= Stated task =
Write out the data below in full. Keep it exact.

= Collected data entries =
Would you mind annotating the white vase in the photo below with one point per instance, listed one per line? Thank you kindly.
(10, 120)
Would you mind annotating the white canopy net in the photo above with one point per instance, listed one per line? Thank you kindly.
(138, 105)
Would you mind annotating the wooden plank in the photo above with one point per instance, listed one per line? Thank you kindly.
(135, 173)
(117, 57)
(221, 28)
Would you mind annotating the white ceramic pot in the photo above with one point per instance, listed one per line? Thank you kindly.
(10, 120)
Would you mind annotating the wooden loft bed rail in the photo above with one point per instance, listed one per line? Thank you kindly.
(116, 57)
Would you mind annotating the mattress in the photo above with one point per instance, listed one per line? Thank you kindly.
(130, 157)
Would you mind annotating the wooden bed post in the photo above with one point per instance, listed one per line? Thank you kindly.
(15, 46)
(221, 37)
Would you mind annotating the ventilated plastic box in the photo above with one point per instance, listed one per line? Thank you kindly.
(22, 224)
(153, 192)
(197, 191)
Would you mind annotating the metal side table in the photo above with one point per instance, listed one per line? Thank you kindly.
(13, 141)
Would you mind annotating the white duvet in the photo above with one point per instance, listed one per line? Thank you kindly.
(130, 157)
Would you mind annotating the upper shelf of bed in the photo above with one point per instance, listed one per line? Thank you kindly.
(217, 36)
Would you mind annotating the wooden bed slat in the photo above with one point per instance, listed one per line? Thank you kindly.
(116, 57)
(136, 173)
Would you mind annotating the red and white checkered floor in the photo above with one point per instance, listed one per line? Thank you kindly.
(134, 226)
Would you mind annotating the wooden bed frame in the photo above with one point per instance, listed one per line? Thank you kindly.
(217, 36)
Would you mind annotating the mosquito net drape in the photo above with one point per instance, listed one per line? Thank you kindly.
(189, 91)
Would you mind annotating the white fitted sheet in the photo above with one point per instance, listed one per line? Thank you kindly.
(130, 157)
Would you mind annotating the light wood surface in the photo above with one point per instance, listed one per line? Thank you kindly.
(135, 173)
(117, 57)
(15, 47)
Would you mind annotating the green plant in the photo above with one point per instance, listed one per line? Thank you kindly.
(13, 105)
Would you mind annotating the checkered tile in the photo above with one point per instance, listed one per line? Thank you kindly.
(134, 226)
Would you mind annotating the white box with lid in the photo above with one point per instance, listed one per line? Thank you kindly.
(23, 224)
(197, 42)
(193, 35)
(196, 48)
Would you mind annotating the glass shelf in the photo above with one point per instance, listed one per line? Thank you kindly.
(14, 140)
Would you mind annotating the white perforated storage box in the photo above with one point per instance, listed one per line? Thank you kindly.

= Response to this task =
Would you mind annotating the white vase in the photo below with one point per instance, listed one per line? Thank you kindly.
(10, 120)
Would you mind annotating the white canopy net in the photo above with one point per instance, listed one per line? Thank you kindly.
(138, 105)
Would you mind annotating the wooden plank in the photo above with one point per instance, listed one per line? Thank you kindly.
(135, 173)
(117, 57)
(221, 28)
Would you mind annotating the white ceramic pot in the photo above with one point per instance, listed one per line? Thank you kindly.
(10, 120)
Would you mind annotating the wooden loft bed rail in the photo above with one point per instance, listed one per line? Thank you kindly.
(116, 57)
Would you mind annotating the mattress in the photo above with one point per instance, listed one per line? Thank you kindly.
(130, 157)
Would you mind annotating the wooden bed post in the photo above with one point per instance, listed one per line? Thank you kindly.
(15, 46)
(221, 37)
Would you mind annotating the ventilated plastic box in the photo above with one point per instance, listed one per line? Thank you kindly.
(22, 224)
(153, 192)
(197, 191)
Would you mind annotating the metal side table in the photo above with one point per instance, listed one per line? Thank you kindly.
(13, 141)
Would you mind annotating the white duvet in the photo above with one point per instance, listed one per line? Thank you kindly.
(130, 157)
Would you mind annotating the upper shelf of bed in the photo above with one point per instance, listed one per line? Thank you kindly.
(217, 36)
Would you mind annotating the wooden bed slat in the photo above with one point per instance, listed one per line? Thank you kindly.
(116, 57)
(136, 173)
Would you mind annotating the red and white checkered floor in the photo above with one point per instance, listed one per line? Thank you kindly.
(134, 226)
Would you mind annotating the wooden bed frame in the photo above with one point per instance, listed one per line? Thank you kindly.
(217, 36)
Would you mind annotating the mosquito net drape in the photo above with one point per instance, listed one per line? Thank you kindly.
(189, 91)
Would you mind annotating the white fitted sheet in the photo above with one point per instance, listed one per line? Thank you kindly.
(130, 157)
Would you mind annotating the light wood surface in the photo above with one point per instance, listed one per line? Thank you kindly.
(135, 173)
(117, 57)
(15, 47)
Would you mind annotating the green plant in the photo above with one point per instance, listed one per line? Thank you kindly.
(13, 105)
Would you mind annotating the checkered tile in the photo above with one point per instance, listed one per line? Thank you kindly.
(134, 226)
Would you mind annotating the white box with lid in the photo above with one point per instance, listed one per line? Thank you kindly.
(23, 224)
(197, 42)
(193, 35)
(196, 48)
Would you mind annotating the glass shelf in the photo above with one point per instance, listed one per line? Thank you kindly.
(14, 140)
Would you mind annotating the white perforated storage box in the photo above with one point per instance, listed one per line? Thank you kindly.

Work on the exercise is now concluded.